== Exercise ==
Switch "drop a point" to "place a marker" everywhere in the data below, changing nothing else. Leave the pictures out of your answer.

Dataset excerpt

_ _ _ _ _

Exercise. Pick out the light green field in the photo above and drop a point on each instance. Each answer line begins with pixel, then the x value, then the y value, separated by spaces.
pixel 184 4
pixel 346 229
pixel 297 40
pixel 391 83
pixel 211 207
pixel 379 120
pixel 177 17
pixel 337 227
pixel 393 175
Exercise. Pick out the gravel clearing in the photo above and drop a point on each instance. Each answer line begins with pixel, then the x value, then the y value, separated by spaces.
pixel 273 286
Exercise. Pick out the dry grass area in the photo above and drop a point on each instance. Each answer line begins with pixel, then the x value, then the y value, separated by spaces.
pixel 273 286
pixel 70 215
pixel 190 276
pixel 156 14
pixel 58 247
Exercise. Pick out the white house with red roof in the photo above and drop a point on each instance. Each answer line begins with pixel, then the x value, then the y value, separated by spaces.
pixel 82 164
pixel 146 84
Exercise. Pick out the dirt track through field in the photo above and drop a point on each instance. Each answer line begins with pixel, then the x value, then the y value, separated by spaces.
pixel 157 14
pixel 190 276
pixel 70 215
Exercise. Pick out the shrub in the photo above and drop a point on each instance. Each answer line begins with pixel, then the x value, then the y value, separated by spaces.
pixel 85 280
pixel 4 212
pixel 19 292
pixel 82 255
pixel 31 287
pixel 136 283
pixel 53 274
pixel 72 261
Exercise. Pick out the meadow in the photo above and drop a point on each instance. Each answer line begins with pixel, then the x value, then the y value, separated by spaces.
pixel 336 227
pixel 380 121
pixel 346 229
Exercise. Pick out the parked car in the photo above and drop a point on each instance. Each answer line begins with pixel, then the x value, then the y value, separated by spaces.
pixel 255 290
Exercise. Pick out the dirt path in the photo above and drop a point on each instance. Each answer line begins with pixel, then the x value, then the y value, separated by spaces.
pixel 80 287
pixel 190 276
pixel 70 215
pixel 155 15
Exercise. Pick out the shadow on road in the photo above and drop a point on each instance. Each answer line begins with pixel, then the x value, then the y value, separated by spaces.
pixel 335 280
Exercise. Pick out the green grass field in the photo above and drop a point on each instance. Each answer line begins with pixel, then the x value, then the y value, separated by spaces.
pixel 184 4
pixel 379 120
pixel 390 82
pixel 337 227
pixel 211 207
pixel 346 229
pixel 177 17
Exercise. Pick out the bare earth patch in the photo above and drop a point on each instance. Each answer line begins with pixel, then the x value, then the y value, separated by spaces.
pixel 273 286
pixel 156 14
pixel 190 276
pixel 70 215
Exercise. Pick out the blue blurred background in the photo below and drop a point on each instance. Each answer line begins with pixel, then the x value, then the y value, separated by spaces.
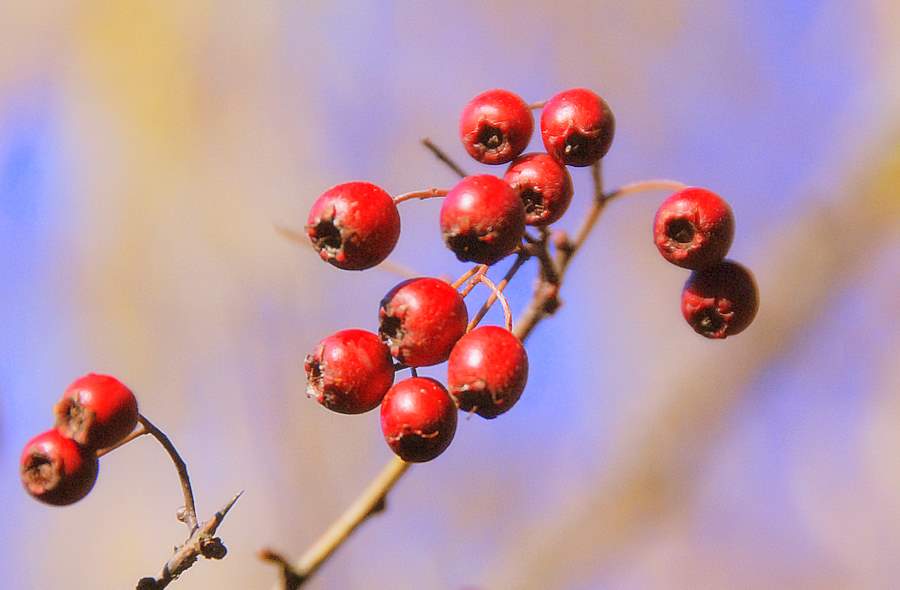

_ _ _ _ _

== Task solution ==
Exercise. Pick out the light green field in the photo above and place a marker on each instance. Each answer line begins with pixel, then the x value, then the y value, separated by spaces.
pixel 184 4
pixel 346 229
pixel 297 40
pixel 391 83
pixel 211 207
pixel 379 120
pixel 177 17
pixel 337 227
pixel 393 175
Exercise. Pick out the gravel clearing in the photo above and place a marker on each instance. Each answer line begins with pixel, then the x value, then the y value, separated by spaces.
pixel 273 286
Exercise. Pick out the dry grass area in the photo above and place a marker on each instance. Each answer line begins with pixel, then the x value, then the y value, separated by spaces.
pixel 273 286
pixel 70 215
pixel 190 276
pixel 156 14
pixel 58 247
Exercise. Pick out the white house with red roof in the photo above and place a marker on each instance. Each answer line begins with pixel, then the x value, then the y value, separated by spaces.
pixel 82 164
pixel 146 84
Exercise. Pick out the dirt track through field in the photo above and place a marker on each instance. Each answer line begins with pixel, then the x value, then the y value, separated by spaces.
pixel 157 14
pixel 190 276
pixel 70 215
Exercise. Pick out the shrub in the photo above and place a marker on each instance. Each answer line begins with pixel, then the x value, then the y value, separated by spaces.
pixel 85 280
pixel 4 212
pixel 19 292
pixel 82 255
pixel 31 287
pixel 136 283
pixel 53 274
pixel 72 261
Exercise. Pick out the meadow in the photo above and place a marker on each instance. Each answer line begins with pixel, then the x value, then the y value, separated by spaces.
pixel 336 227
pixel 380 121
pixel 346 229
Exercise. Pick out the parked car in the photo above and place a marker on each instance. Each answer line begins with pixel, then the x value, then the y value, separated by spaces.
pixel 255 290
Exercise. Pick out the dirt path in the photo above and place a marker on each instance. Each answer line begins with pixel, then the x value, then the y value, separated by spaces.
pixel 80 287
pixel 190 276
pixel 70 215
pixel 155 15
Exercise. Pick out the shadow on road in the photo above and place a marker on each instance. Each answer line begins with pixel, then the x value, then the y value, separated by spaces.
pixel 335 280
Exercise. Pick out the green grass field in the photo above and place a marker on each instance. Each answer line begins with pixel, then the x value, then the y value, separated by spaces.
pixel 184 4
pixel 379 120
pixel 390 82
pixel 337 227
pixel 211 207
pixel 346 229
pixel 177 17
Exercise. Pick out the bare earth patch in the photo above and place a marker on each instance. Each answer line begins with pixel, then the x value, then the y value, separated by spaces.
pixel 273 286
pixel 156 14
pixel 190 276
pixel 70 215
Exercise. Pick out the blue blurred background in the photo below and place a marker on each instance. Each answer line begins with pixel, then the x value, then the y value, separated by spaces.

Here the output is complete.